Short task A: Does each of these statements agree with the short-term capital resources passage? (i) The company's $150,000 revolving credit facility expires in July 2015. (ii) As of October 31, 2011, the company had outstanding short-term debt under its $150,000 revolving credit line. (iii) When the debt to EBITDA ratio is greater than 2.75, cash dividends and stock repurchases are limited to $50,000 per fiscal year. Answer yes or no for each, quoting the deciding words from the passage.

Given passage:

================

6   SHORT-TERM CAPITAL RESOURCES

As of October 31, 2011, the company had a $150,000 unsecured senior four-year revolving credit facility that expires in July 2015. Included in this $150,000 revolving credit facility is a sublimit for standby letters of credit and a sublimit for swingline loans. At the election of the company, and the approval of the named borrowers on the revolving credit facility, the aggregate maximum principal amount available under the facility may be increased by an amount up to $100,000 in aggregate. Funds are available under the revolving credit facility for working capital, capital expenditures, and other lawful purposes, including, but not limited to, acquisitions and stock repurchases. Interest expense on this credit line is determined based on a LIBOR rate (or other rates quoted by the Administrative Agent, Bank of America, N.A.) plus a basis point spread defined in the credit agreement. The company had no outstanding short-term debt as of October 31, 2011 and 2010 under this line of credit. The company's non-U.S. operations also maintain unsecured short-term lines of credit in the aggregate amount of $14,785. These facilities bear interest at various rates depending on the rates in their respective countries of operation. The company had $0 and $776 of outstanding short-term debt as of October 31, 2011 and 2010, respectively, under these lines of credit. Additionally, the company had $41 and $258 in short-term debt for certain receivables the company had provided recourse with Red Iron as of October 31, 2011 and 2010, respectively.

   The revolving credit facility contains standard covenants, including, without limitation, financial covenants, such as the maintenance of minimum interest coverage and maximum debt to earnings ratios; and negative covenants, which among other things, limit loans and investments, disposition of assets, consolidations and mergers, transactions with affiliates, restricted payments, contingent obligations, liens and other matters customarily restricted in such agreements. Most of these restrictions are subject to certain minimum thresholds and exceptions. Under the revolving credit facility, the company is not limited to payments of cash dividends and stock repurchases as long as the debt to earnings before interest, tax, depreciation, and amortization ("EBITDA") ratio from the previous quarter compliance certificate is less than or equal to 2.75; however, the company is limited to $50,000 per fiscal year if the debt to EBITDA ratio from the previous quarter compliance certificate is greater than 2.75. As of October 31, 2011, the company was not limited to payments of cash dividends and stock repurchases as its debt to EBITDA ratio was below 2.75. The company was in compliance with all covenants related to the lines of credit described above as of October 31, 2011 and 2010.

================

The records:
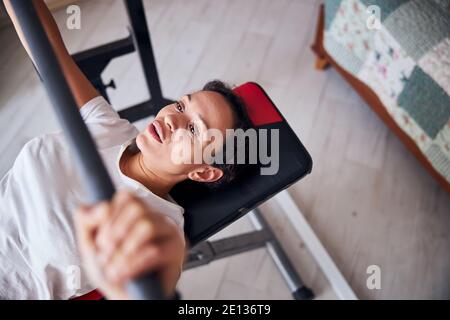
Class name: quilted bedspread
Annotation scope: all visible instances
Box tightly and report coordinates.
[324,0,450,182]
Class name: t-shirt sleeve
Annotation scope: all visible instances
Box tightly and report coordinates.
[80,96,139,149]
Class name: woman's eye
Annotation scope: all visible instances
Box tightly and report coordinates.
[175,102,183,112]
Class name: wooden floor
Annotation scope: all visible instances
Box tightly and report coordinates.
[0,0,450,299]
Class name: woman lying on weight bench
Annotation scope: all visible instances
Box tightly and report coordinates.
[0,0,250,299]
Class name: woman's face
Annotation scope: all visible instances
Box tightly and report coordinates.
[136,91,234,182]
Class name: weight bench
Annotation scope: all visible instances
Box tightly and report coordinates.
[68,0,314,299]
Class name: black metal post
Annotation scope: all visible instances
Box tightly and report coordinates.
[125,0,167,114]
[11,0,164,299]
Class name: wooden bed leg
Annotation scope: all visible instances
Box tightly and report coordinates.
[311,4,330,70]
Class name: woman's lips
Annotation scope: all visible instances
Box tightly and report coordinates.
[148,120,164,143]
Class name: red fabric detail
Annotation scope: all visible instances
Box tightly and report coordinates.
[233,82,283,126]
[70,290,103,300]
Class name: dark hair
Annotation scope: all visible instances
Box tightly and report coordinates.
[202,80,252,188]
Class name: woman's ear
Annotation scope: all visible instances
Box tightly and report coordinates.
[188,166,223,182]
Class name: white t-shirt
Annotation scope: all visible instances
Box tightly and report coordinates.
[0,97,184,299]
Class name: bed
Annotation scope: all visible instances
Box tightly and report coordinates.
[312,0,450,194]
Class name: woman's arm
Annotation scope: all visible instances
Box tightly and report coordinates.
[3,0,99,108]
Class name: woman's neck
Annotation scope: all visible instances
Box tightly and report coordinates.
[119,149,175,198]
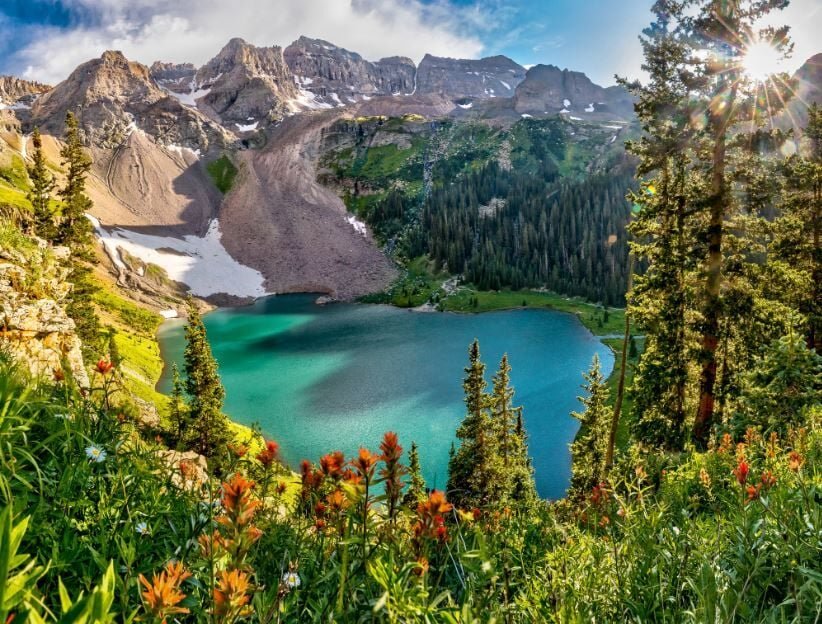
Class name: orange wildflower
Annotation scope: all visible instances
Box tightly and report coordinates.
[257,440,280,468]
[761,470,776,490]
[351,448,380,482]
[214,569,251,617]
[94,358,114,375]
[733,457,751,485]
[320,451,345,480]
[220,474,260,526]
[139,562,191,620]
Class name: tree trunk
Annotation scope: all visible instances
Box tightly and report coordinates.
[693,83,736,450]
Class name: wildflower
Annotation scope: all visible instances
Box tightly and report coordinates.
[733,457,751,485]
[717,433,733,454]
[228,444,248,457]
[220,474,260,526]
[214,570,251,619]
[788,451,805,472]
[86,444,107,464]
[745,485,762,503]
[320,451,345,480]
[699,468,711,490]
[257,440,280,468]
[414,557,428,576]
[283,570,302,589]
[380,431,407,520]
[139,562,191,620]
[351,448,380,483]
[178,459,194,479]
[325,490,348,513]
[94,358,114,375]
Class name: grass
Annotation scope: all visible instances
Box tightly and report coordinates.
[94,282,168,416]
[206,154,238,195]
[360,256,448,308]
[442,287,625,336]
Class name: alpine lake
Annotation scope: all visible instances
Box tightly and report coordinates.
[159,295,614,499]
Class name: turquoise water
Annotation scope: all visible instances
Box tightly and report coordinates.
[160,295,613,498]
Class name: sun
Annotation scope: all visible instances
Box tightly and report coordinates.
[741,40,785,82]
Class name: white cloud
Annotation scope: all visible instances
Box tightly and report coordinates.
[15,0,488,83]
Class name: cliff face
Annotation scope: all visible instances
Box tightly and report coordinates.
[284,37,416,106]
[31,51,233,152]
[0,244,89,388]
[417,54,525,99]
[194,39,298,127]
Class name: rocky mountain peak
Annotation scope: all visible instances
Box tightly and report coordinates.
[284,37,416,107]
[31,51,232,151]
[193,38,298,131]
[0,76,51,107]
[417,54,525,99]
[514,65,633,117]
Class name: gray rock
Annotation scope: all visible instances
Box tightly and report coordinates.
[417,54,525,99]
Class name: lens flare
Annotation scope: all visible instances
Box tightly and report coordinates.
[742,40,784,82]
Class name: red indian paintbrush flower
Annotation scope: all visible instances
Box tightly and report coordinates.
[257,440,280,468]
[733,458,751,485]
[94,358,114,375]
[139,562,191,620]
[320,451,345,481]
[214,570,251,617]
[351,448,380,480]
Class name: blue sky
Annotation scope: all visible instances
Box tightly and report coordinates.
[0,0,822,85]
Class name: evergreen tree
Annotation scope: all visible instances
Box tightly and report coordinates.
[28,128,57,242]
[403,442,426,508]
[571,355,611,496]
[734,332,822,436]
[448,340,505,507]
[631,0,788,449]
[168,362,191,448]
[491,354,536,502]
[185,302,229,461]
[57,112,92,251]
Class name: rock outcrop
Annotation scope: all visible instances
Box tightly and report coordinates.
[148,61,197,93]
[417,54,525,99]
[193,39,298,127]
[284,37,416,106]
[0,76,51,108]
[31,51,233,152]
[0,241,89,388]
[514,65,633,118]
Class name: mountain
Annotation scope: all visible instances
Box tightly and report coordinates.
[192,39,299,131]
[284,37,416,106]
[31,51,232,152]
[514,65,633,118]
[417,54,525,99]
[0,76,51,109]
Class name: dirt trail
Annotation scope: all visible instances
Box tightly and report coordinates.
[220,110,396,299]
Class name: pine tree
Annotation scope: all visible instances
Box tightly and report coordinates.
[448,340,505,507]
[28,128,57,242]
[57,112,93,251]
[571,355,611,496]
[631,0,800,449]
[403,442,426,508]
[168,362,191,448]
[185,302,229,461]
[491,354,536,502]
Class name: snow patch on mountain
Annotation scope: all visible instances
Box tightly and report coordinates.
[88,215,268,297]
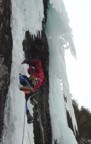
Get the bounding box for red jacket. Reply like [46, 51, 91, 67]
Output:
[28, 59, 46, 91]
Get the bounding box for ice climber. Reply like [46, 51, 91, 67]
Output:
[19, 59, 46, 122]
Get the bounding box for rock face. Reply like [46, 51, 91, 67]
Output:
[0, 0, 12, 139]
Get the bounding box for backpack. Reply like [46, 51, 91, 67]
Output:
[19, 74, 33, 87]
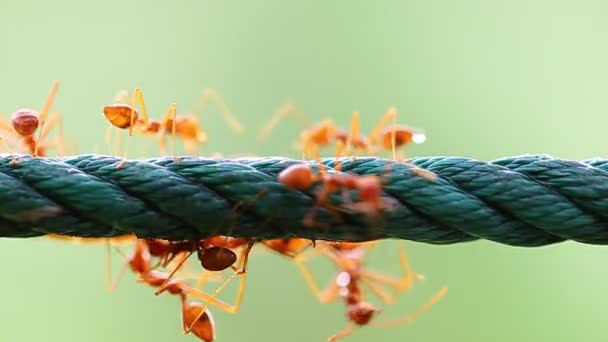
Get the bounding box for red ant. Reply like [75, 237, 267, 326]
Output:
[279, 164, 386, 225]
[140, 236, 254, 332]
[0, 81, 63, 157]
[302, 242, 447, 341]
[103, 88, 178, 155]
[258, 104, 426, 162]
[103, 88, 244, 154]
[111, 239, 233, 342]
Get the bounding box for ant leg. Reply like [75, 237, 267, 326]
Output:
[362, 277, 395, 304]
[346, 112, 361, 155]
[292, 250, 339, 304]
[194, 88, 245, 134]
[186, 242, 254, 333]
[106, 239, 129, 293]
[258, 103, 310, 140]
[369, 107, 397, 145]
[154, 251, 193, 296]
[187, 242, 254, 332]
[160, 103, 177, 158]
[37, 113, 63, 149]
[181, 294, 215, 342]
[34, 81, 59, 157]
[371, 287, 448, 328]
[0, 135, 17, 166]
[327, 322, 355, 342]
[362, 243, 424, 293]
[129, 88, 149, 135]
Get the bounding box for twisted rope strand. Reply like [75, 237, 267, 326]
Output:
[0, 154, 608, 247]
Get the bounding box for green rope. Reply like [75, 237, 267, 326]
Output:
[0, 154, 608, 246]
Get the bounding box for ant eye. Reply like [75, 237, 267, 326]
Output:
[200, 247, 236, 271]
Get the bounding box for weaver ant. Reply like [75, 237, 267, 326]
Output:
[258, 104, 426, 162]
[279, 164, 386, 226]
[111, 239, 225, 342]
[137, 236, 254, 332]
[304, 242, 447, 341]
[0, 81, 63, 157]
[103, 88, 177, 155]
[103, 88, 244, 153]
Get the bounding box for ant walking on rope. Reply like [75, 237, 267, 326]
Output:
[0, 81, 63, 158]
[258, 104, 426, 159]
[103, 88, 244, 155]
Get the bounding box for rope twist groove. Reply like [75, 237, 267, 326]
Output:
[0, 154, 608, 247]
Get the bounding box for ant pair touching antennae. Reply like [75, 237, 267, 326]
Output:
[258, 104, 426, 160]
[0, 81, 64, 157]
[103, 88, 245, 155]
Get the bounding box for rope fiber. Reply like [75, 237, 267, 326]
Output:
[0, 154, 608, 247]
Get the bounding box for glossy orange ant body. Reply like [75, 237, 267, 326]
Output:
[279, 164, 386, 225]
[111, 239, 221, 342]
[0, 81, 63, 157]
[138, 236, 254, 332]
[300, 242, 447, 341]
[258, 104, 426, 161]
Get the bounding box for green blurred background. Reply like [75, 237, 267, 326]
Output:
[0, 0, 608, 342]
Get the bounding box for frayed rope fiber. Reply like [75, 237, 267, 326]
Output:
[0, 154, 608, 247]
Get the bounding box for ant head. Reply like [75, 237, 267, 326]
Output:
[144, 120, 161, 133]
[103, 103, 138, 128]
[11, 108, 40, 136]
[198, 247, 236, 271]
[182, 302, 215, 342]
[146, 239, 171, 257]
[380, 126, 415, 150]
[346, 302, 380, 325]
[279, 164, 315, 191]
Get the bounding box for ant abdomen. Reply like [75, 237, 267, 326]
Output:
[11, 108, 40, 136]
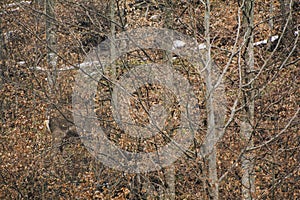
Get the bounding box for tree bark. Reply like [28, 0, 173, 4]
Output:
[240, 0, 255, 200]
[204, 0, 219, 200]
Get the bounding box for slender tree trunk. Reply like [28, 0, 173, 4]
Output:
[45, 0, 57, 94]
[241, 0, 255, 200]
[45, 0, 60, 153]
[204, 0, 219, 200]
[160, 1, 175, 200]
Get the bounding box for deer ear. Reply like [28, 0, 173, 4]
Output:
[44, 119, 51, 132]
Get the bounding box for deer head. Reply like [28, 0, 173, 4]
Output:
[46, 114, 79, 152]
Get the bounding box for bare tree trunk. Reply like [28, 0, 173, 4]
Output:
[160, 1, 175, 200]
[45, 0, 57, 93]
[241, 0, 255, 200]
[204, 0, 219, 200]
[279, 0, 294, 40]
[45, 0, 60, 152]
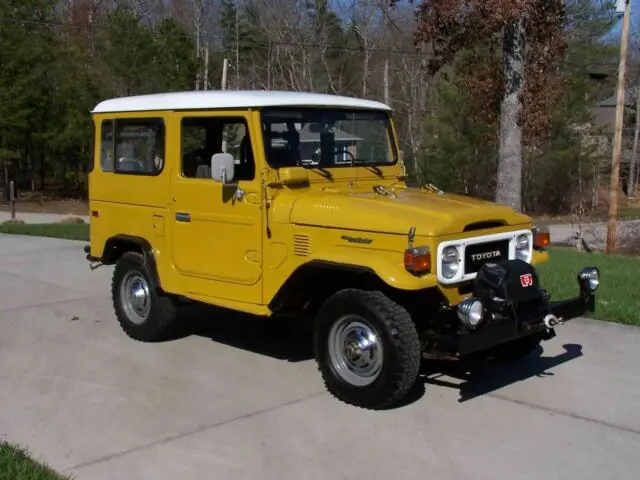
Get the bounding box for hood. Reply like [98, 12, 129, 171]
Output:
[291, 190, 531, 236]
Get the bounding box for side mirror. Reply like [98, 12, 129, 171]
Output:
[211, 153, 235, 185]
[278, 167, 309, 187]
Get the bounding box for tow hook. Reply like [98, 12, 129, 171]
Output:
[542, 313, 564, 329]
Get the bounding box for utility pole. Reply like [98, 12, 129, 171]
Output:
[220, 58, 229, 153]
[384, 58, 391, 105]
[627, 81, 640, 201]
[220, 58, 229, 90]
[203, 45, 209, 90]
[606, 0, 631, 254]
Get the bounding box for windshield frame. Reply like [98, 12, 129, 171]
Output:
[260, 105, 399, 170]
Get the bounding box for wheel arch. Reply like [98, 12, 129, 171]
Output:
[100, 234, 162, 291]
[268, 260, 390, 313]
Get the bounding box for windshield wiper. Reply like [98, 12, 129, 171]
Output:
[351, 158, 383, 177]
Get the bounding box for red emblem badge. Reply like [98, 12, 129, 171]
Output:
[520, 273, 533, 287]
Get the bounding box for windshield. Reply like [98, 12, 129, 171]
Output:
[262, 108, 397, 168]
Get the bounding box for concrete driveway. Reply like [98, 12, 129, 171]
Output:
[0, 235, 640, 480]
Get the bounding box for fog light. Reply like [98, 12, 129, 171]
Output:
[578, 267, 600, 293]
[458, 298, 484, 330]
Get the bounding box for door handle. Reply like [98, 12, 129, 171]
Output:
[176, 212, 191, 223]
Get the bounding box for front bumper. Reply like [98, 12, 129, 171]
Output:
[457, 267, 599, 357]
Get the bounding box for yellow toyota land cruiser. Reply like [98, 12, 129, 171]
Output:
[85, 91, 599, 408]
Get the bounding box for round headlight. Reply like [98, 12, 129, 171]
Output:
[458, 298, 484, 329]
[516, 235, 531, 262]
[442, 247, 460, 278]
[578, 267, 600, 292]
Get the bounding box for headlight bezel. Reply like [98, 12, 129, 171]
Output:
[440, 245, 462, 280]
[515, 233, 533, 263]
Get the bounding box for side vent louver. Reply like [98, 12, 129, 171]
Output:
[293, 234, 311, 257]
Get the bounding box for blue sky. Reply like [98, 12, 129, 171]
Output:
[605, 0, 640, 45]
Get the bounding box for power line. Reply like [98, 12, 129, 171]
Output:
[0, 18, 628, 67]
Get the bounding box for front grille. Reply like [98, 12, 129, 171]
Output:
[293, 234, 311, 257]
[464, 240, 509, 274]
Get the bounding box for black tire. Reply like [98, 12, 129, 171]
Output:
[314, 289, 421, 410]
[492, 335, 542, 363]
[111, 252, 177, 342]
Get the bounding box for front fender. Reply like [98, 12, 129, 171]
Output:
[302, 248, 438, 290]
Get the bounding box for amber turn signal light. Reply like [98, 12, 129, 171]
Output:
[533, 230, 551, 250]
[404, 247, 431, 273]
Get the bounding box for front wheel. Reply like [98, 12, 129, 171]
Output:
[314, 290, 421, 409]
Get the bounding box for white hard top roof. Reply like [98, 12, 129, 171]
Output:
[92, 90, 391, 113]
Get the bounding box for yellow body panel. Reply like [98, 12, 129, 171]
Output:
[89, 104, 548, 315]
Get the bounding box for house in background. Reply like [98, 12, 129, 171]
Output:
[578, 73, 636, 201]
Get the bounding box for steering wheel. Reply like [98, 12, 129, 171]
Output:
[333, 148, 356, 162]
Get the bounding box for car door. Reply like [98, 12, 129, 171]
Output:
[171, 112, 262, 304]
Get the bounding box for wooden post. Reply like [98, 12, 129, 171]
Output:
[204, 45, 209, 90]
[9, 180, 16, 220]
[606, 0, 631, 254]
[384, 58, 391, 105]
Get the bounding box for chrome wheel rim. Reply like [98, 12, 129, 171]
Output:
[120, 272, 151, 325]
[328, 315, 383, 387]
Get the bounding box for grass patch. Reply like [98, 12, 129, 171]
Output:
[537, 248, 640, 326]
[0, 223, 89, 241]
[0, 441, 71, 480]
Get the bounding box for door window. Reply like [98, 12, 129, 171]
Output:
[181, 117, 255, 181]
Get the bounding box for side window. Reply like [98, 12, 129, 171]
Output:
[182, 117, 255, 180]
[114, 118, 165, 175]
[100, 120, 113, 172]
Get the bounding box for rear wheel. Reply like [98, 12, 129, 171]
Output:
[111, 252, 177, 342]
[314, 290, 421, 409]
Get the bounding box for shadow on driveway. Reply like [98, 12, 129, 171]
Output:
[164, 305, 582, 409]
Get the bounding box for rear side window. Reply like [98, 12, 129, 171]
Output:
[100, 118, 165, 175]
[100, 120, 113, 172]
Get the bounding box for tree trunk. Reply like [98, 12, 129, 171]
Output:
[496, 17, 524, 211]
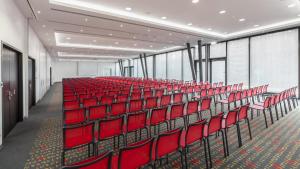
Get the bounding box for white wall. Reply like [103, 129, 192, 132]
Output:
[52, 61, 116, 82]
[0, 0, 51, 145]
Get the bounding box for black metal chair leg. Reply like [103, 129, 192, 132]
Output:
[263, 110, 268, 128]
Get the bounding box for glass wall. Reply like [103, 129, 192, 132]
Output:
[155, 54, 167, 79]
[250, 29, 298, 92]
[227, 38, 249, 87]
[167, 51, 182, 80]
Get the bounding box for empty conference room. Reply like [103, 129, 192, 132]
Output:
[0, 0, 300, 169]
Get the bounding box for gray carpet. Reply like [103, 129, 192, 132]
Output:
[0, 83, 62, 169]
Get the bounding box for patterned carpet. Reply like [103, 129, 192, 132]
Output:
[24, 105, 300, 169]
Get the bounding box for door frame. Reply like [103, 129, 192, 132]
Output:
[27, 56, 36, 107]
[0, 41, 24, 143]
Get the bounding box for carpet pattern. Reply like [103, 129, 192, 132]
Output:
[25, 104, 300, 169]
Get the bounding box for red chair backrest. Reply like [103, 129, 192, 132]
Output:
[238, 104, 249, 121]
[150, 107, 168, 125]
[155, 128, 182, 159]
[98, 116, 124, 140]
[145, 97, 157, 109]
[89, 105, 107, 120]
[185, 120, 206, 145]
[64, 100, 80, 110]
[129, 100, 144, 112]
[62, 151, 113, 169]
[117, 94, 128, 102]
[186, 101, 199, 114]
[200, 98, 211, 111]
[130, 92, 142, 100]
[159, 95, 171, 106]
[173, 93, 183, 104]
[111, 102, 126, 116]
[225, 110, 238, 127]
[127, 111, 147, 132]
[207, 113, 223, 135]
[64, 108, 85, 125]
[170, 104, 184, 119]
[63, 123, 95, 149]
[118, 138, 154, 169]
[83, 98, 98, 107]
[100, 96, 114, 105]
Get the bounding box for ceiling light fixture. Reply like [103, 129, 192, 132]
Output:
[125, 7, 132, 11]
[239, 18, 246, 22]
[49, 0, 226, 38]
[219, 10, 226, 14]
[192, 0, 199, 4]
[288, 4, 296, 8]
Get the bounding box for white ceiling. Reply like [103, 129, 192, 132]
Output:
[15, 0, 300, 60]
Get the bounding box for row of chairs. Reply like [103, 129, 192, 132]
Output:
[63, 105, 252, 169]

================

Short task B: Can you give again, word for word, the part of the records that opens with the line containing "Class name: quilted bedspread" and closes with the line containing "[119,149,175,198]", with both of those lines included? Leave the pictures out.

Exercise solution A:
(i) Yes: "a $150,000 unsecured senior four-year revolving credit facility that expires in July 2015"
(ii) No: "The company had no outstanding short-term debt as of October 31, 2011 and 2010 under this line of credit."
(iii) Yes: "the company is limited to $50,000 per fiscal year if the debt to EBITDA ratio from the previous quarter compliance certificate is greater than 2.75"

Exercise solution B:
Class name: quilted bedspread
Annotation scope: all visible instances
Box tightly and report coordinates.
[324,0,450,182]
Class name: t-shirt sleeve
Annotation scope: all visible instances
Box tightly and report coordinates.
[80,96,139,149]
Class name: woman's eye
Annotation scope: all visible instances
Box tightly and report coordinates.
[175,102,183,112]
Class name: wooden floor
Annotation scope: all visible instances
Box tightly and report coordinates.
[0,0,450,299]
Class name: woman lying on weight bench
Annotation scope: all visible instances
Box tightly and report coordinates.
[0,0,250,299]
Class name: woman's face
Annotation scope: all visible instances
Box tightly and report coordinates.
[136,91,234,182]
Class name: weight bench
Annotation scope: all visible instances
Box tightly and report coordinates.
[68,0,314,299]
Class name: black metal post
Annotation scope: all visible instances
Box tightly and report coordinates.
[125,0,167,114]
[11,0,164,299]
Class name: wooden bed leg
Annotation scope: all visible instances
Box tightly and report coordinates.
[311,4,330,70]
Class name: woman's lips
Annotation scope: all visible instances
Box tightly and report coordinates.
[148,120,164,143]
Class name: red fabric detail
Annotation scope: all visible instances
Box tightly and report coordinates.
[233,82,283,126]
[70,290,103,300]
Class name: dark hair
Annotation scope: all visible instances
Box tightly and report coordinates.
[202,80,252,188]
Class name: woman's ear
Annotation scope: all visible instances
Box tightly and report coordinates.
[188,166,223,182]
Class name: white t-shirt
Annotation scope: all visible instances
Box tightly and report coordinates.
[0,97,184,299]
Class name: bed
Annotation scope: all visible instances
Box tightly and report coordinates.
[312,0,450,194]
Class name: woman's arm
Annotation scope: all visible instances
Box tightly and report coordinates.
[3,0,99,108]
Class name: woman's neck
Annotation scope: all visible instances
Box tightly and report coordinates.
[119,149,175,198]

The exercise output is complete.